Directive: Extract the lines from the one containing "rough mask: <svg" through the one containing "positive clicks: (46, 280)", and repeat them exactly.

═══ Information ═══

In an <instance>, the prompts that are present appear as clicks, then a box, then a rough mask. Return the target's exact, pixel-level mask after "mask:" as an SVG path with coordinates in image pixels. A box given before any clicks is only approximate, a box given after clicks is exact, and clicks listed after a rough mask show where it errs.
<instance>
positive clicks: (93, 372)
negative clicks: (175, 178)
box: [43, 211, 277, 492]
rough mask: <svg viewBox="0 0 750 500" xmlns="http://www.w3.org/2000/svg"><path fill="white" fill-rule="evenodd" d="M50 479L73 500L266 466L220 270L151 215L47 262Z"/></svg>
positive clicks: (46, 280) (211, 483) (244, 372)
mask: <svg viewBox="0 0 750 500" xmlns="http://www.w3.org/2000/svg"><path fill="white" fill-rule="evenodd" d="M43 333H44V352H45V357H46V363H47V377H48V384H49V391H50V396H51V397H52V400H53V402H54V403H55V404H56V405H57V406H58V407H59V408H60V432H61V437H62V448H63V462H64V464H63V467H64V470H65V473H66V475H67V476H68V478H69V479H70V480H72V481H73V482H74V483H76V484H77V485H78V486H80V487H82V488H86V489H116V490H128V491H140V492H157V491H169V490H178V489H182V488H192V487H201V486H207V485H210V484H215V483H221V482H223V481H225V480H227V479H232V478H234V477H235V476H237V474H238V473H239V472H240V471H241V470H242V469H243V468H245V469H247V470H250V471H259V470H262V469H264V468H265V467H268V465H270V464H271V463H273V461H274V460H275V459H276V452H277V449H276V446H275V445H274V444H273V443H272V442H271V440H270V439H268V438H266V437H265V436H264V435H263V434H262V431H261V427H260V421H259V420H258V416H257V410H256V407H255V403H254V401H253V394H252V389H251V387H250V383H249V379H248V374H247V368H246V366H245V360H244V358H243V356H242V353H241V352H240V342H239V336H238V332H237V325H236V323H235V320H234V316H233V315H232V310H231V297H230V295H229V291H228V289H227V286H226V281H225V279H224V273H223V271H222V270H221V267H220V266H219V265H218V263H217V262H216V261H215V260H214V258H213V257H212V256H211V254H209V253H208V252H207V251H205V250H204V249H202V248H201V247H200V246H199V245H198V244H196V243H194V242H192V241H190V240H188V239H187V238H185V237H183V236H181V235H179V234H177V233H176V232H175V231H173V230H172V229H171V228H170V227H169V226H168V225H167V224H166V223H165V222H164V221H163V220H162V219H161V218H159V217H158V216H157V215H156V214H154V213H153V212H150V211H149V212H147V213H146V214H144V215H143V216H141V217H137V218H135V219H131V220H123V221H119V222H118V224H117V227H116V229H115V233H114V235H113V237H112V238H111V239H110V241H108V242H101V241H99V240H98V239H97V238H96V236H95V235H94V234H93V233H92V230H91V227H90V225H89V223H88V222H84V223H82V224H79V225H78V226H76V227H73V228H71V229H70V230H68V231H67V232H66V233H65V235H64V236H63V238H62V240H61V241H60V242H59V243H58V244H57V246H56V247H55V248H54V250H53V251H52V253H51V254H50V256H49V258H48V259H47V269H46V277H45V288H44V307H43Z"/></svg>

═══

Written answer:
rough mask: <svg viewBox="0 0 750 500" xmlns="http://www.w3.org/2000/svg"><path fill="white" fill-rule="evenodd" d="M50 479L73 500L266 466L220 270L151 215L47 262Z"/></svg>
positive clicks: (46, 280) (211, 483) (244, 372)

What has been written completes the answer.